>> start
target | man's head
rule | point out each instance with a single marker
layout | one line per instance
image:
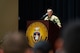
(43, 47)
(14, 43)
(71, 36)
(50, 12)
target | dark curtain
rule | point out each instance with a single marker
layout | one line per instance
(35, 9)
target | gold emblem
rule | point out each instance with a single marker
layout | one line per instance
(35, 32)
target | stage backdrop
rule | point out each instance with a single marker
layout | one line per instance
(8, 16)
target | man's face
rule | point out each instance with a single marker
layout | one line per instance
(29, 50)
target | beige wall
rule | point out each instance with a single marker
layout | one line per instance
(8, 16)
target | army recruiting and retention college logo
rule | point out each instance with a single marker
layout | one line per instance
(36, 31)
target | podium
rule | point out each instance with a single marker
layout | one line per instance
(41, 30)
>> end
>> start
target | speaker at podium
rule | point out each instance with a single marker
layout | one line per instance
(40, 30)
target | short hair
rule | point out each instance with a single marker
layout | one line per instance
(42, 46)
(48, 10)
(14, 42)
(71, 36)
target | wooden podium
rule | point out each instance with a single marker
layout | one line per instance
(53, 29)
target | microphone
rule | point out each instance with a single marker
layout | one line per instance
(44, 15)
>> end
*Given problem*:
Show every line of the items above that contains the string "podium", matching case exactly.

*Task result*:
target | podium
target | speaker at podium
target | wooden podium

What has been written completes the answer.